(Document segment)

Words of Wisdom

Within the Gyokko Ryu, there are rules called the Ninja no Kissoku:

1. The character Nin, means to guard the nation with one’s life.
2. Forget self, be patient and fear not dying
3. Say or show nothing in danger
4. As a strong enemy comes, keep an immovable spirit
5. Serve and protect the master the same as you would your parents
6. Vices dissipate your proficiency
7. Being drunk affects your judgement
8. Destroy the enemy’s power, but spare his life
9. Teach not to others without the master’s permission

Mushin

Many people talk about Mushin. What is it? How do I practice in Mushin? Will it help my training and fighting ability? There are so many questions on Mushin that I decided to discuss a few points and why it is so important in training.

Mushin, literally translates as “no mind”. Sometimes, the term “no thought” is more appropriate. When dealing with an action an opponent or otherwise, you just deal with what is. Not what could happen, will happen or any other thing, only “what is”.(I have borrowed the “what is” from Larry Renosa, a senior student of Steven Seagal) Many of us have had the following happen; you are driving to work, you stop at the lights, listen to the radio, avoid that pedestrian, and all of a sudden you have arrived at work. Hopefully you were not sleeping but in a state of dealing with “what is” or mushin. Zen is living in the moment fully. Mushin is Zen applied to conflict. Many make some deep mystical philosophy out of the idea of mushin.

Werner Erhard once wrote ” This is it. There are no hidden meanings. All that mystical stuff is just what’s so.”

In my studies of ancient warriors, and philosophies I have come across a common theme. One must train diligently in a calm and relaxed manner, allowing the mind not to rest on any one particular technique or theory. For when it does your opponent has seized the moment and won the battle. A few styles of traditional martial arts, offer a unique training method known as randori.

(End Document segment)
(Recorded information)

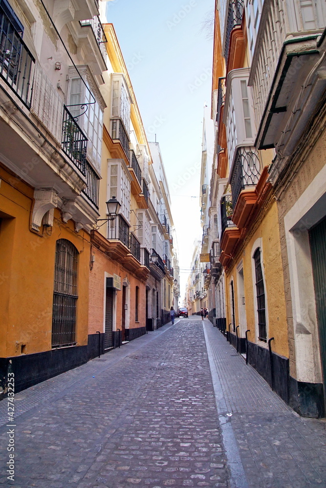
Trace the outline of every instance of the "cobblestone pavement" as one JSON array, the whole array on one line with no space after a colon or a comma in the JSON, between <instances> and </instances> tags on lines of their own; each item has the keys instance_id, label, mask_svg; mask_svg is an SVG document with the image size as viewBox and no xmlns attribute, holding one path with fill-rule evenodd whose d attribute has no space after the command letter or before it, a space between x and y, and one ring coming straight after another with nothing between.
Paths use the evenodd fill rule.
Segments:
<instances>
[{"instance_id":1,"label":"cobblestone pavement","mask_svg":"<svg viewBox=\"0 0 326 488\"><path fill-rule=\"evenodd\" d=\"M207 320L17 394L14 482L7 404L0 486L326 488L326 423L293 412Z\"/></svg>"},{"instance_id":2,"label":"cobblestone pavement","mask_svg":"<svg viewBox=\"0 0 326 488\"><path fill-rule=\"evenodd\" d=\"M251 488L326 487L326 422L300 417L208 321L204 327L223 408ZM211 365L212 366L212 365ZM227 415L227 413L226 413Z\"/></svg>"},{"instance_id":3,"label":"cobblestone pavement","mask_svg":"<svg viewBox=\"0 0 326 488\"><path fill-rule=\"evenodd\" d=\"M2 486L230 486L201 321L180 320L101 360L16 395L15 481L2 425Z\"/></svg>"}]
</instances>

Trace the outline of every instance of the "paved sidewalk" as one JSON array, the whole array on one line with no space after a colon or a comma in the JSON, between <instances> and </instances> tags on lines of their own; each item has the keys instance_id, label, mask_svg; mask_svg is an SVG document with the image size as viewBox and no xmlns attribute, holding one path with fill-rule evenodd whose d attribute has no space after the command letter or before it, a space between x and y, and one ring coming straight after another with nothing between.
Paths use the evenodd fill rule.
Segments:
<instances>
[{"instance_id":1,"label":"paved sidewalk","mask_svg":"<svg viewBox=\"0 0 326 488\"><path fill-rule=\"evenodd\" d=\"M217 328L207 320L204 327L249 486L326 487L325 420L300 417Z\"/></svg>"},{"instance_id":2,"label":"paved sidewalk","mask_svg":"<svg viewBox=\"0 0 326 488\"><path fill-rule=\"evenodd\" d=\"M207 319L18 393L14 482L7 406L0 486L326 488L326 423L294 412Z\"/></svg>"},{"instance_id":3,"label":"paved sidewalk","mask_svg":"<svg viewBox=\"0 0 326 488\"><path fill-rule=\"evenodd\" d=\"M14 482L0 428L2 486L229 486L201 321L165 326L21 392L16 405Z\"/></svg>"}]
</instances>

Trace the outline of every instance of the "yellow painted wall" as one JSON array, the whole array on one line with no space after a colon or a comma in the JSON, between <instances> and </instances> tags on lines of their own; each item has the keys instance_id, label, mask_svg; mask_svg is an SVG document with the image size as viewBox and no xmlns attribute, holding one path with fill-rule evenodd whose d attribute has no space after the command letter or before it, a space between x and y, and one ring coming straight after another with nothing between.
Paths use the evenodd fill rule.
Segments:
<instances>
[{"instance_id":1,"label":"yellow painted wall","mask_svg":"<svg viewBox=\"0 0 326 488\"><path fill-rule=\"evenodd\" d=\"M241 259L243 264L244 295L247 328L250 329L248 340L263 346L263 343L258 341L255 331L255 309L254 293L256 285L253 283L252 253L256 239L262 239L262 259L264 266L265 290L266 297L268 325L267 340L274 337L273 350L279 354L288 357L288 343L286 318L285 296L281 253L278 213L276 202L273 202L264 217L263 220L243 248L241 255L232 268L228 271L226 280L227 303L227 323L231 322L230 283L233 276L235 289L236 325L239 325L239 313L237 282L237 266ZM257 313L257 312L256 312Z\"/></svg>"},{"instance_id":2,"label":"yellow painted wall","mask_svg":"<svg viewBox=\"0 0 326 488\"><path fill-rule=\"evenodd\" d=\"M51 349L56 242L66 239L79 252L76 340L87 341L89 238L62 222L56 209L53 227L43 235L31 231L34 190L0 167L0 357Z\"/></svg>"}]
</instances>

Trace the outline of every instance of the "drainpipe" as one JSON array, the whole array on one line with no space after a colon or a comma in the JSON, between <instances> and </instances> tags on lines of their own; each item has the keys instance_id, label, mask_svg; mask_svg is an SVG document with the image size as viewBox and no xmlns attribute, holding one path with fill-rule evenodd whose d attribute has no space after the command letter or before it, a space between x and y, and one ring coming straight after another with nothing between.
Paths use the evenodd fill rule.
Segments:
<instances>
[{"instance_id":1,"label":"drainpipe","mask_svg":"<svg viewBox=\"0 0 326 488\"><path fill-rule=\"evenodd\" d=\"M271 379L272 380L272 389L274 391L274 366L273 365L273 353L272 352L272 346L271 342L274 341L274 337L271 337L268 339L268 350L269 350L269 362L271 366Z\"/></svg>"},{"instance_id":2,"label":"drainpipe","mask_svg":"<svg viewBox=\"0 0 326 488\"><path fill-rule=\"evenodd\" d=\"M239 340L239 340L239 336L238 336L238 328L239 328L239 326L240 326L240 325L237 325L237 327L236 327L236 335L237 335L237 352L239 352L238 349L239 348L239 347L238 347L238 343L239 343Z\"/></svg>"},{"instance_id":3,"label":"drainpipe","mask_svg":"<svg viewBox=\"0 0 326 488\"><path fill-rule=\"evenodd\" d=\"M246 364L248 364L248 333L250 332L250 329L246 330Z\"/></svg>"},{"instance_id":4,"label":"drainpipe","mask_svg":"<svg viewBox=\"0 0 326 488\"><path fill-rule=\"evenodd\" d=\"M96 331L96 334L98 334L98 357L101 356L101 332L99 330Z\"/></svg>"}]
</instances>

(End Recorded information)

» Work order 1:
Translate this sentence from the Words of Wisdom text into Spanish: "One must train diligently in a calm and relaxed manner, allowing the mind not to rest on any one particular technique or theory."
» Work order 2:
Answer these questions using the Words of Wisdom text:
(a) Under rule 8 of the Ninja no Kissoku, what should be spared?
(b) What is the literal translation of Mushin?
(c) What training method do a few styles of traditional martial arts offer?
» Work order 3:
Reproduce the part of the Words of Wisdom text between "Mushin, literally translates" and "idea of mushin.", inclusive.

» Answer area 1:
Uno debe entrenar con diligencia de manera calmada y relajada, sin permitir que la mente se detenga en ninguna técnica o teoría en particular.

» Answer area 2:
(a) The enemy's life.
(b) "No mind."
(c) Randori.

» Answer area 3:
Mushin, literally translates as “no mind”. Sometimes, the term “no thought” is more appropriate. When dealing with an action an opponent or otherwise, you just deal with what is. Not what could happen, will happen or any other thing, only “what is”.(I have borrowed the “what is” from Larry Renosa, a senior student of Steven Seagal) Many of us have had the following happen; you are driving to work, you stop at the lights, listen to the radio, avoid that pedestrian, and all of a sudden you have arrived at work. Hopefully you were not sleeping but in a state of dealing with “what is” or mushin. Zen is living in the moment fully. Mushin is Zen applied to conflict. Many make some deep mystical philosophy out of the idea of mushin.